**Required task**
Transcribe the listing that follows in full, omitting pictures.

(Stored data entries)
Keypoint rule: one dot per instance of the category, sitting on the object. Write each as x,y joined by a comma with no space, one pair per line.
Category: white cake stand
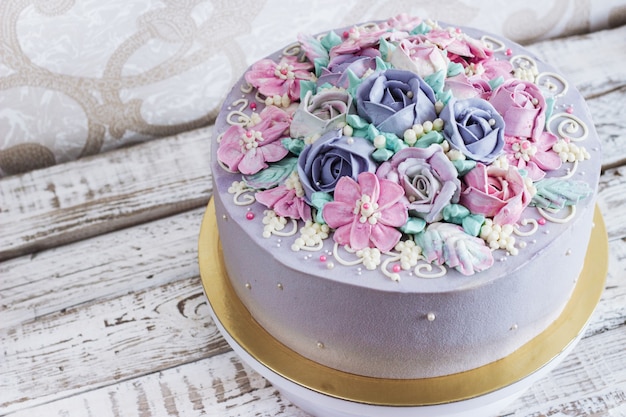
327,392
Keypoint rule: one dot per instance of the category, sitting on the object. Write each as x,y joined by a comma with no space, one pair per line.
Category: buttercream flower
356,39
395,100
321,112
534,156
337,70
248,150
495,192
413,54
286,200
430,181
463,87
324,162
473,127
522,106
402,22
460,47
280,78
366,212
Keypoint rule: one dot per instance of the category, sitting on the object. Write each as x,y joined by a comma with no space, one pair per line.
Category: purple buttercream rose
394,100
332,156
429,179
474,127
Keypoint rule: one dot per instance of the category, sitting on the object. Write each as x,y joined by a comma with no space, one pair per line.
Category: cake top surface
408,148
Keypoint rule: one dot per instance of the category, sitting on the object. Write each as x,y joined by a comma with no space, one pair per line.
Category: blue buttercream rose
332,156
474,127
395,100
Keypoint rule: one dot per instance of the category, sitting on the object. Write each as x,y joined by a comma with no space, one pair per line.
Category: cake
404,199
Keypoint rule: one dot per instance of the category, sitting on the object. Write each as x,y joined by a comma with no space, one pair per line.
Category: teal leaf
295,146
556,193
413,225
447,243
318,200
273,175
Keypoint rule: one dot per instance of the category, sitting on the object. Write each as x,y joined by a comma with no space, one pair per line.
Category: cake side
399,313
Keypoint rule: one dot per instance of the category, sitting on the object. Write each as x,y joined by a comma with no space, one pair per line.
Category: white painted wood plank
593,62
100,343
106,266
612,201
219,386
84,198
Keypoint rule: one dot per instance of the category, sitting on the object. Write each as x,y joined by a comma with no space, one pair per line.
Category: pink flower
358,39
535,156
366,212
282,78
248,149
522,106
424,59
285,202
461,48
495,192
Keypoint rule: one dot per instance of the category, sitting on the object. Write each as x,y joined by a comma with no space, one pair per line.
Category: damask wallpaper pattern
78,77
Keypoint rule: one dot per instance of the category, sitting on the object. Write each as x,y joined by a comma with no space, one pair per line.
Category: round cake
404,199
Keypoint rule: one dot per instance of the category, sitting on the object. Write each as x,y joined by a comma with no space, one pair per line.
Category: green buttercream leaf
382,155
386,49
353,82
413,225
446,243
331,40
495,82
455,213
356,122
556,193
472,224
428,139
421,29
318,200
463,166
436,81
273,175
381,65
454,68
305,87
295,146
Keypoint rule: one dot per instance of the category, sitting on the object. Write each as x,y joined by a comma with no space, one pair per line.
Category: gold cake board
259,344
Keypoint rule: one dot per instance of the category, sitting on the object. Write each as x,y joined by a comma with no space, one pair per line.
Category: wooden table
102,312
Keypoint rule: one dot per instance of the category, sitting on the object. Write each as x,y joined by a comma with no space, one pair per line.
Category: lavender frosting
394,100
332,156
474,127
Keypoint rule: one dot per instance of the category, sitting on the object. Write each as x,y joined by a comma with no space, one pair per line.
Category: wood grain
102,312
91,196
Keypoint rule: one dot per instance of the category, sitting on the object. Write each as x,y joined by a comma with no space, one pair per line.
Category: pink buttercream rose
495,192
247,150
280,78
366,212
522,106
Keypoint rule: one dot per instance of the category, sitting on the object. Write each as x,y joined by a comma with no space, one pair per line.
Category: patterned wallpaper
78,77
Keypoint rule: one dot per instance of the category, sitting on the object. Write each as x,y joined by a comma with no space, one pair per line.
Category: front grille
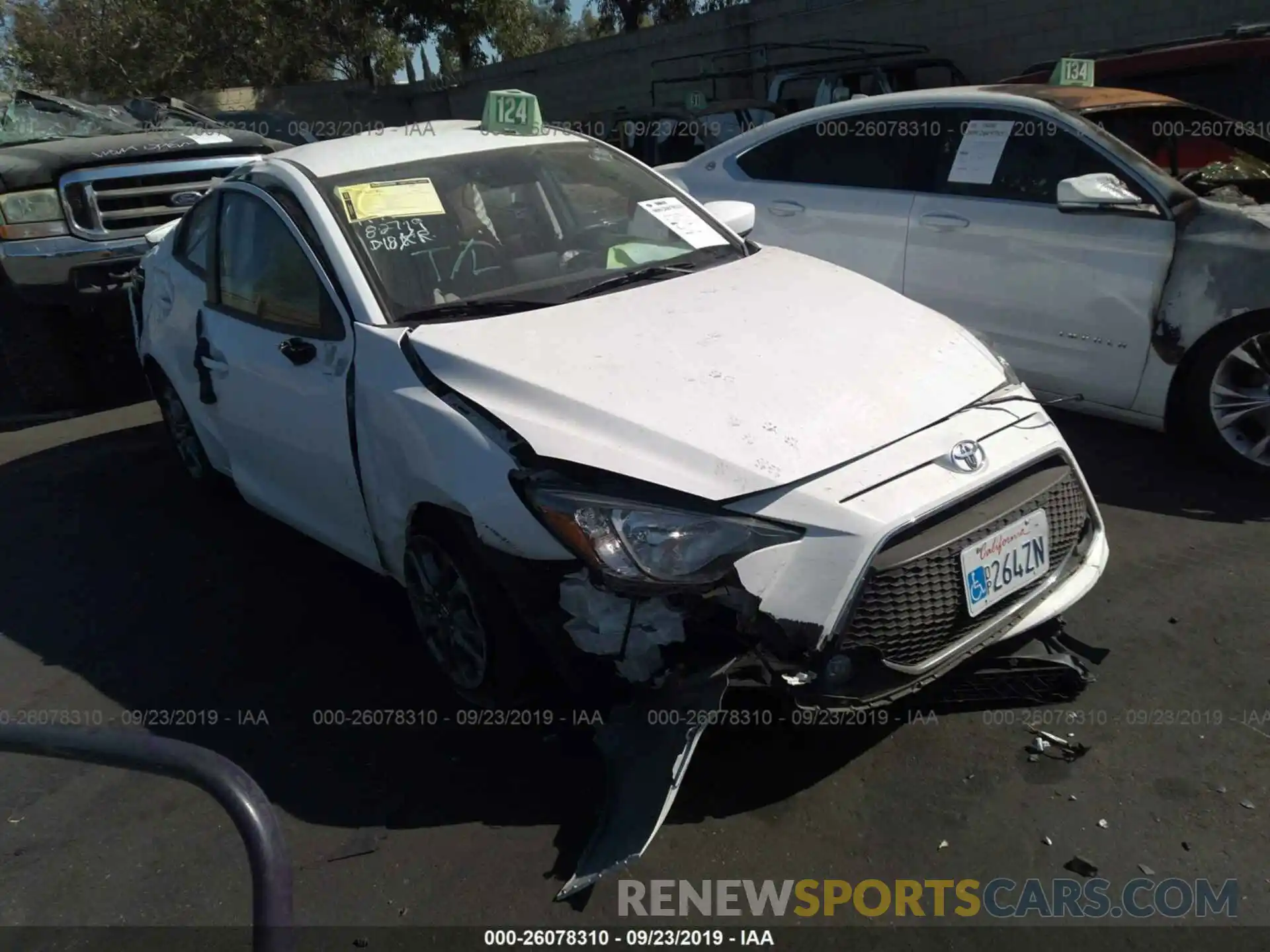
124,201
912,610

**Problem solution**
Keypoint rule: one dot per instance of the category, sitting on the object. Write each as x,y joined by a comma with no space, one pair per line.
Category: white cake stand
327,392
Keypoint rule: one dot per instance of the category, sitting on the object. Write each as x,y joined by a comma with no space, one pair per line.
Category: buttercream flower
356,39
395,100
321,112
534,156
337,70
248,150
495,192
413,54
286,200
430,181
463,87
324,162
473,127
522,106
402,22
460,47
280,78
366,212
Keypoint rule: one dot per instance of the category, sitting on the object. Write each as x,y joined by a comma with no space, one pair per line.
Category: purple buttercream rose
394,100
332,156
429,179
474,127
Keypoint rule: one dot per instance of the category, sitting on the object. Write each as x,y joined by a comma with no space, one pair per line.
Category: cake top surface
408,148
Keypoint rule: one dot per instance of the category, sitting on the object. Write each as x,y joined by a comma with no space, one pair per line.
Category: blue buttercream rose
332,156
474,127
395,100
Keypoint rule: one dot per instance of the category, sitting on the object. Write each as x,y joined by a comma with no space, one pair per line.
Category: cake
404,199
Keypoint rule: one dot per instance of the category, sitting on the object. Write each as x,y joined by a comma with no space, one pair per line.
Category: teal leaf
295,146
556,193
413,225
447,243
318,200
273,175
Keypoint rule: one dot per instance of the category, sitting on the object. Write each as x,y joined by a comma with no space, one pair per line.
Category: cake side
399,313
Keypoint rule: one dot per instance of the category, sitting on the object. Write each as x,y joined by a comma with no space, one pair per line.
Category: white painted wood plank
593,62
100,343
106,266
612,201
219,386
84,198
Keypoint rule: one dot per instance of the category, sitting on the object. Write each as x,y joined by a comma with no space, one pair per line.
Category: pink flower
358,39
535,156
366,212
282,78
248,149
522,106
424,59
285,202
461,48
495,192
Keypoint rule: one dot per instance of the category, sitting on the object. Write each as x,y joined by a comma with no space, one pair per line.
Category: damask wallpaper pattern
78,77
Keypoint rule: one dot per instance of the category, sitting on the object. Write each as x,y joined by a comma with no space, one pair per line.
Category: round cake
404,199
Keypoint rule: one dot per instance of the category, sitting on the object. Write each as x,y joined by a comma with no space, one pair per line.
Category: green buttercream leaf
382,155
386,49
353,82
413,225
446,243
331,40
495,82
455,213
356,122
556,193
472,224
428,139
421,29
318,200
463,166
436,81
273,175
381,65
454,68
305,87
295,146
Keypoint rule: one dot per instance of the category, sitting on the object. Write each as x,y joined by a comma with no space, one pair per line.
Category: gold cake board
259,344
Keypoint rule: one dot per instance of the category, sitting on the object. Write each as x,y joined by a comma with no space, one pair per line.
Category: wooden table
102,312
Keypoint rule: one dot per instance of the category, sitting on the object. Write each as x,y joined by a comma with no space, one pair per line.
Category: lavender frosting
394,100
332,156
474,127
Keypoint rule: one dot per instance of the category, sitting on the object. Write each as x,y joined by a comma with no space, one pair per line.
Category: wood grain
102,312
91,196
Keypoint rule: one dot per instance of the category, sitting on the object. Write each as x,y joined by a comma with no space, one pair per line.
Category: pink buttercream rose
495,192
247,150
280,78
366,212
522,106
Keypoint rule: one dot per instance of the category, sitting on the object. Write each as x,y joined by a comma with no space, one pair per line.
Category: patterned wallpaper
78,77
Keypoint rule: one dot per instance of the category, sitting on the object. Write each as x,y joined by a comma with no space, one pair per line.
Category: front grille
124,201
912,610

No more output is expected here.